### [WRITTEN REQUEST]
Repeat the stretch from the line containing "man in dark" through the end of the items, requests included, and give only those lines. Multiply every point coordinate in the answers by 0.85 and round each to a whole number, with halves rounding up.

### [GIVEN DATA]
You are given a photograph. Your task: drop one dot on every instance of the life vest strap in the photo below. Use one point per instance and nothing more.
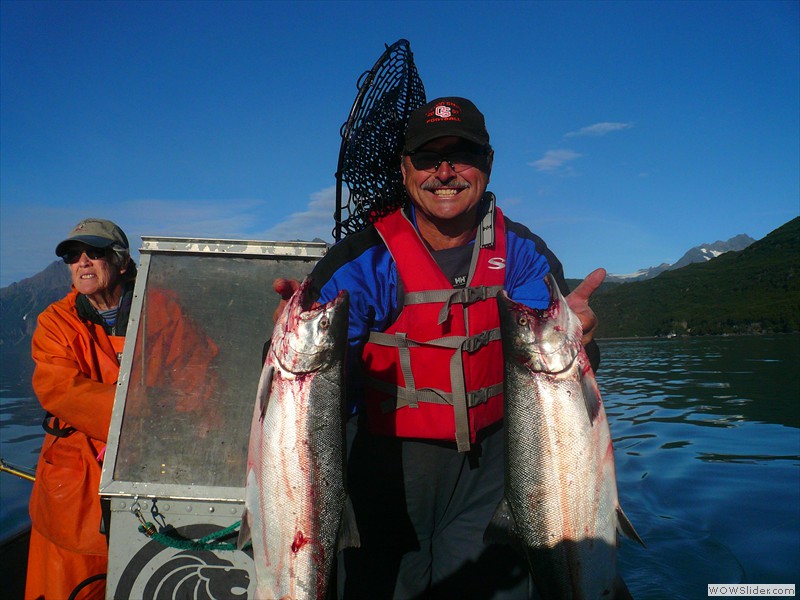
(56, 429)
(458, 398)
(466, 296)
(402, 396)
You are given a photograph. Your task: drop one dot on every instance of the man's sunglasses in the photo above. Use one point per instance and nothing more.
(426, 160)
(73, 255)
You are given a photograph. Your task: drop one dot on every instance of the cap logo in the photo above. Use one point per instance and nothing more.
(443, 111)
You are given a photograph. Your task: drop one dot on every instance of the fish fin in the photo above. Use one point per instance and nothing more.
(591, 397)
(263, 391)
(624, 525)
(502, 526)
(621, 591)
(244, 531)
(348, 528)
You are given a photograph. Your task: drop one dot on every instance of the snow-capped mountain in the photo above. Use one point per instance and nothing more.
(701, 253)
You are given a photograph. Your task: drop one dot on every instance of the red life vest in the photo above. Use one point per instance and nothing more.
(437, 371)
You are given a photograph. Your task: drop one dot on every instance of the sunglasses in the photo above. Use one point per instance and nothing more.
(73, 255)
(426, 160)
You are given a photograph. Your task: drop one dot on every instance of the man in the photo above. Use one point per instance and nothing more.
(77, 347)
(425, 375)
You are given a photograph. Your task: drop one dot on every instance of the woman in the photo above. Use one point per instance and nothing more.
(77, 348)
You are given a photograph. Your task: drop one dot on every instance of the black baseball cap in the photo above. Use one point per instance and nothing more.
(445, 117)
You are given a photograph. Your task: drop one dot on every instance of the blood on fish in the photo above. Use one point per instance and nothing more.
(299, 541)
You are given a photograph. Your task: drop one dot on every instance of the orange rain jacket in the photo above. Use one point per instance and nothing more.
(75, 380)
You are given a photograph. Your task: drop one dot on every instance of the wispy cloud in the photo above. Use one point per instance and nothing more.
(599, 129)
(316, 221)
(554, 160)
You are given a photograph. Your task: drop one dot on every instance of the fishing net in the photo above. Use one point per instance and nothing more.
(368, 179)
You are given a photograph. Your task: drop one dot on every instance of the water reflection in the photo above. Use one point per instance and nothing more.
(708, 459)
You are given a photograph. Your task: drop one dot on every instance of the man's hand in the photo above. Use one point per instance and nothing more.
(578, 301)
(285, 288)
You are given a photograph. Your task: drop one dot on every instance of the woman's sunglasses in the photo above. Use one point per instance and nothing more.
(73, 255)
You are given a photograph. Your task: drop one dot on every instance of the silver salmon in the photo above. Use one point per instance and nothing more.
(297, 511)
(560, 506)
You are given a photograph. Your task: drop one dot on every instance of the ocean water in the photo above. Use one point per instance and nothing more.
(707, 445)
(707, 448)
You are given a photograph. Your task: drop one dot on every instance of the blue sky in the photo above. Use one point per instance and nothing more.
(625, 133)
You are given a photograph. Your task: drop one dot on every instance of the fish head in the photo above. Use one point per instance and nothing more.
(309, 336)
(545, 340)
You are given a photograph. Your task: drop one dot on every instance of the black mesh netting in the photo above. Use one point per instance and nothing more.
(368, 179)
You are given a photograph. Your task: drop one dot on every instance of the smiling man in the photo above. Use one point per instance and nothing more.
(425, 469)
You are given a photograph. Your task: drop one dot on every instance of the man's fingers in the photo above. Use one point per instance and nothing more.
(589, 285)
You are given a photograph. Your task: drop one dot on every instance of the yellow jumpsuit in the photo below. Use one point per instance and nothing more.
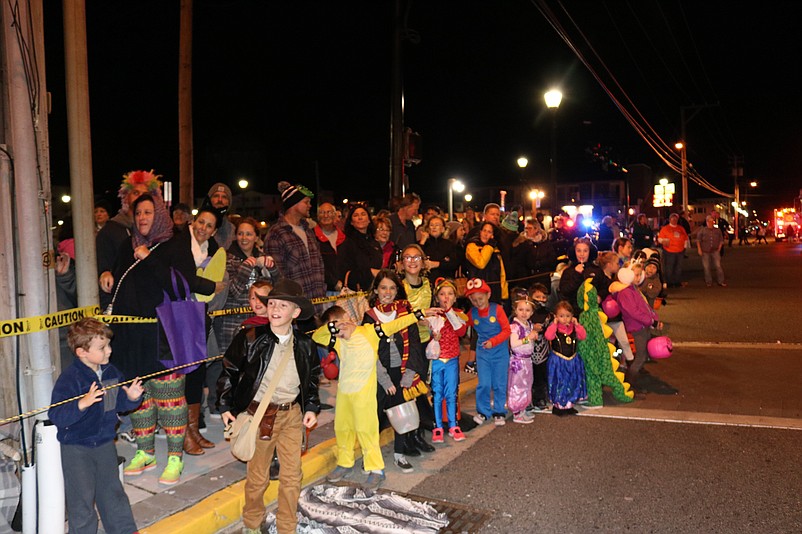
(356, 411)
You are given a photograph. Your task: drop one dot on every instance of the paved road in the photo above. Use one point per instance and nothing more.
(721, 455)
(728, 460)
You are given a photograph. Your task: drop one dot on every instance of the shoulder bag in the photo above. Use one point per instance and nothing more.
(242, 433)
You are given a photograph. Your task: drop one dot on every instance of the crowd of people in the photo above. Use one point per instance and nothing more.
(509, 287)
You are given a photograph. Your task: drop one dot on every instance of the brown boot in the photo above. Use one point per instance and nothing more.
(192, 427)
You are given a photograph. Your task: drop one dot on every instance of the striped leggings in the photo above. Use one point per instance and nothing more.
(163, 403)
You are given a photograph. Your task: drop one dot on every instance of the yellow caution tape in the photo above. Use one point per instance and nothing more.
(31, 413)
(39, 323)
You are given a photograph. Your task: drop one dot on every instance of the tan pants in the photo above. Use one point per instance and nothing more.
(287, 440)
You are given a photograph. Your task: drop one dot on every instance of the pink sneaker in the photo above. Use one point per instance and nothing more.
(456, 433)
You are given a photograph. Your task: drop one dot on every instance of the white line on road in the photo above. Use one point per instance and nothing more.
(736, 345)
(698, 418)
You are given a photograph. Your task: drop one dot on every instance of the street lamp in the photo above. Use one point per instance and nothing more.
(683, 151)
(553, 98)
(453, 185)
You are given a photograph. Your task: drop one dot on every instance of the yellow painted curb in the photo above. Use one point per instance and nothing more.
(224, 507)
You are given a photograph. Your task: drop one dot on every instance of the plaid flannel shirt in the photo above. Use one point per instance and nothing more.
(294, 260)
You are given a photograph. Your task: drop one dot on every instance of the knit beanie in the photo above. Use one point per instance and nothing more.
(653, 261)
(510, 221)
(219, 186)
(292, 194)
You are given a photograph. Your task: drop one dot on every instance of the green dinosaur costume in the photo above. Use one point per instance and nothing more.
(601, 368)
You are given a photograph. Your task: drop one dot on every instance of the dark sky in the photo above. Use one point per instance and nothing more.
(281, 86)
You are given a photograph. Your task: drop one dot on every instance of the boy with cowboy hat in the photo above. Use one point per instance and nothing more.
(249, 366)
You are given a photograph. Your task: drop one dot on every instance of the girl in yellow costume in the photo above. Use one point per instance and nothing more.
(414, 270)
(356, 414)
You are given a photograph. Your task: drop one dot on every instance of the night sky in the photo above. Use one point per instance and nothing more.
(280, 87)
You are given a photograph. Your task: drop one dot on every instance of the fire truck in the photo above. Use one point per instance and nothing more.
(786, 223)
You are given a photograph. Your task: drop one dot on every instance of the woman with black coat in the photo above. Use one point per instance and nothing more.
(360, 256)
(442, 254)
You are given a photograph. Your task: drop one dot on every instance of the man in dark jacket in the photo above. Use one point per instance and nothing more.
(249, 368)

### [TASK SOLUTION]
You are given a photograph. Your task: drop one dot on every instance of the man in dark jacket in the photo above. Use one point per instance and nothing more.
(212, 313)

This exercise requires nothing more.